| Records from a point-labeling set |
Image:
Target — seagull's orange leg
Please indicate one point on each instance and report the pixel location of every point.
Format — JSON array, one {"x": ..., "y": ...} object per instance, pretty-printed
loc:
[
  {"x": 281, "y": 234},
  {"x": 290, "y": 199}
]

| Task goal |
Copy out every line of the material above, requests included, and scale each x and y coordinate in the answers by 1.45, rounding to whole numbers with halves going up.

| Written answer |
Image:
Target — seagull's orange leg
Please indicate one point on each instance and report the pixel location of every point.
Format — JSON array, one {"x": ..., "y": ...} object per instance, pretty-printed
loc:
[
  {"x": 407, "y": 339},
  {"x": 421, "y": 289}
]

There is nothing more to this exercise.